| LISTED RECORDS |
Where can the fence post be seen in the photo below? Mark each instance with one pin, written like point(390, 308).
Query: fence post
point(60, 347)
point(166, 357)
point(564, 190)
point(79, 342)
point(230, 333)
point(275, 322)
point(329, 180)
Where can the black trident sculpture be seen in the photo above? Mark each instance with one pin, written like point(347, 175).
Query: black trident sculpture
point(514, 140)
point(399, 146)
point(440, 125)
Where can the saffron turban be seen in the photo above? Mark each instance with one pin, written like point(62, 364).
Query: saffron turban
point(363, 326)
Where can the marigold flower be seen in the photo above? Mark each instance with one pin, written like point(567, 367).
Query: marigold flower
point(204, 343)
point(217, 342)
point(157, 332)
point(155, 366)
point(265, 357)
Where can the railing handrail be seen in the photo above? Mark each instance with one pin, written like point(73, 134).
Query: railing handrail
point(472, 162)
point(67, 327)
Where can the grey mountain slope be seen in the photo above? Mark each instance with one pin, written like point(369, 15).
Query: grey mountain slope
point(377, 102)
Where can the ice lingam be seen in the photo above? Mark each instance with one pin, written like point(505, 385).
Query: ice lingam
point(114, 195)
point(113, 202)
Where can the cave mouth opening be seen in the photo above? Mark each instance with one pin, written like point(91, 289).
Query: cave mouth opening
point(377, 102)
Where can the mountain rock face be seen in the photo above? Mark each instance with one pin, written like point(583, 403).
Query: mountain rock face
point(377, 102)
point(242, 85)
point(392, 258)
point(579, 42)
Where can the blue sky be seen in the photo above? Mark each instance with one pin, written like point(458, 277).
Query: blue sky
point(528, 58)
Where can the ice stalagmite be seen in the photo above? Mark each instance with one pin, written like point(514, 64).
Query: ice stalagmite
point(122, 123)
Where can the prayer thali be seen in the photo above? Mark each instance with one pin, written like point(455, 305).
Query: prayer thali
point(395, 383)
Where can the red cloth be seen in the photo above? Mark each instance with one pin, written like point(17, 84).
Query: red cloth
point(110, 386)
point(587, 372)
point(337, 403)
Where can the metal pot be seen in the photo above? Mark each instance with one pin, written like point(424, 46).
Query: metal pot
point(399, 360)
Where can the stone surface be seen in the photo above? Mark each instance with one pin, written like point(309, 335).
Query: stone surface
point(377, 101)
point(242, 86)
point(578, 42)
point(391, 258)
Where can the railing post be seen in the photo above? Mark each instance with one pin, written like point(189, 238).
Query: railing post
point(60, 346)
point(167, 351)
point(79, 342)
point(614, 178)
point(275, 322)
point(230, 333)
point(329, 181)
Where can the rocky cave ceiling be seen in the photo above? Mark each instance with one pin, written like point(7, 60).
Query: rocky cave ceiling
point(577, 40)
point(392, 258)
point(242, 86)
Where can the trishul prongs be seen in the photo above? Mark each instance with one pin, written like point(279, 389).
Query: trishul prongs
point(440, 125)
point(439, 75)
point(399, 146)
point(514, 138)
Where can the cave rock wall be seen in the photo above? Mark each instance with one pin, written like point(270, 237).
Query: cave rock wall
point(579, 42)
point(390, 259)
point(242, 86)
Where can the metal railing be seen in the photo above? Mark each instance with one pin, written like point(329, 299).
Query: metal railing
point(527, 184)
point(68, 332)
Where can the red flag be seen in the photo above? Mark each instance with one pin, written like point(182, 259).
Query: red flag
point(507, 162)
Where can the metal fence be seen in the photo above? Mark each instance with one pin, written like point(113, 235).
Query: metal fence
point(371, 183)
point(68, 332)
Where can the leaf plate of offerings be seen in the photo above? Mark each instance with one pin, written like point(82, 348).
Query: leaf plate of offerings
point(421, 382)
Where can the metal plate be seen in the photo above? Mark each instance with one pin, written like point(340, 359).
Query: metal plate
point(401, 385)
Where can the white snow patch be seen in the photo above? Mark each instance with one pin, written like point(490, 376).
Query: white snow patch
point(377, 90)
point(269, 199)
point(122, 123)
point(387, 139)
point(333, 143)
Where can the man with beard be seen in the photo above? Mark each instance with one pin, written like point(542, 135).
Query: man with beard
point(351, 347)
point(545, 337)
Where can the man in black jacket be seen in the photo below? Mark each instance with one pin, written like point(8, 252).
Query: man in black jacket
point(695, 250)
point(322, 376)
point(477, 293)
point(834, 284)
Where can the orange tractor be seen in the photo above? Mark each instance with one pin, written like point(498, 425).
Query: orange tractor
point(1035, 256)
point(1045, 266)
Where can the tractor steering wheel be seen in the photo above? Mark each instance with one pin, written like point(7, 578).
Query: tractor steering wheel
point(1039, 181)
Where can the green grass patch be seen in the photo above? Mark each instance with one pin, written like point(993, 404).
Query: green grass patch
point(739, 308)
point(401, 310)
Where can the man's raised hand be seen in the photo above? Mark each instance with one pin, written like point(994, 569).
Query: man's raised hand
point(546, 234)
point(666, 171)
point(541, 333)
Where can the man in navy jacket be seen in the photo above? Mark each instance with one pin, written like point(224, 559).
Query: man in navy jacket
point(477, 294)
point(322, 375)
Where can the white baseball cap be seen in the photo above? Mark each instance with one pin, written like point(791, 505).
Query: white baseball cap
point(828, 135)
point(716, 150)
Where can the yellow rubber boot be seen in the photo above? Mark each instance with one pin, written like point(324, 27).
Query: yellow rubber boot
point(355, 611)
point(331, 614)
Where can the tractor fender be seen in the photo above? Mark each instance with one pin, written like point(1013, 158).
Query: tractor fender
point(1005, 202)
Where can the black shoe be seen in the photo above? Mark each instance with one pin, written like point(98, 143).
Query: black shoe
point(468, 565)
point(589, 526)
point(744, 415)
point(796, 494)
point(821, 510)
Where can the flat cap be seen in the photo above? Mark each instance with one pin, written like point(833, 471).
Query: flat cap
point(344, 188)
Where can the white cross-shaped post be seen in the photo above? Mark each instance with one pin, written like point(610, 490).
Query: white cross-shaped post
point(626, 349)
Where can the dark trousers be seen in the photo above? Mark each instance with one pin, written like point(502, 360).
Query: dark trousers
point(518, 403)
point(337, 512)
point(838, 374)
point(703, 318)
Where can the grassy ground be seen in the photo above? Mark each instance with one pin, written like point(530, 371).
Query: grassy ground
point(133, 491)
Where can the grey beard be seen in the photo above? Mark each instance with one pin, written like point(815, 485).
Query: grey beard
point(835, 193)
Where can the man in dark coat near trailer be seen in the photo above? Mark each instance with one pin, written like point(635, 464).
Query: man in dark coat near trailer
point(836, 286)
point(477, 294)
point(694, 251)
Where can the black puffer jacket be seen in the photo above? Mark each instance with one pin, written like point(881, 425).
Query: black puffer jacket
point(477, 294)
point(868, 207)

| SHORT PROBLEM |
Everything from the line containing "Where can the yellow" through the final line of the listing, inclusive, must be reproduced exactly; leave out the rest.

| IN RESPONSE |
Where can the yellow rubber boot be seen in the photo above? Mark each instance with one pin, written like point(324, 27).
Query: yellow rubber boot
point(355, 611)
point(331, 614)
Where can the tractor fender be seen in the photo above? Mark each instance with one pin, written like point(1013, 158).
Query: tractor fender
point(1005, 202)
Where can the black shoe be seen in the photo above? Mark each instance with one pin, written like point(98, 143).
Query: black shoe
point(468, 565)
point(589, 526)
point(744, 415)
point(796, 494)
point(821, 510)
Where can the flat cap be seen in the photo above? Mark each instance with one pin, written like point(833, 471).
Query: flat cap
point(344, 188)
Where can the white cross-shaped post be seen in the photo above? Mark each instance with one pin, written like point(610, 490).
Query: white cross-shaped post
point(626, 349)
Where can the dark trousers be seen in the photo above? Mark each instance with one pin, written like point(502, 360).
Query: dark trousers
point(518, 403)
point(337, 512)
point(838, 374)
point(703, 318)
Where can the grassy ground be seen in the photo above? Mark each instance with one pin, written like point(530, 371).
Query: grassy ground
point(133, 491)
Where can the grey beard be seen in the photo above? Mark each instance with one pin, written like point(815, 485).
Query: grey beard
point(835, 193)
Where can the man in dark coat near trailer be seen in the photo above? Mark each instance with one pin, written like point(635, 464).
Query: man in dark coat near trailer
point(836, 286)
point(477, 294)
point(694, 251)
Where can the black puffer jacket be seen in the photo above? Mark each instance with one pin, written like point(881, 425).
Query: black puffer jacket
point(477, 294)
point(868, 207)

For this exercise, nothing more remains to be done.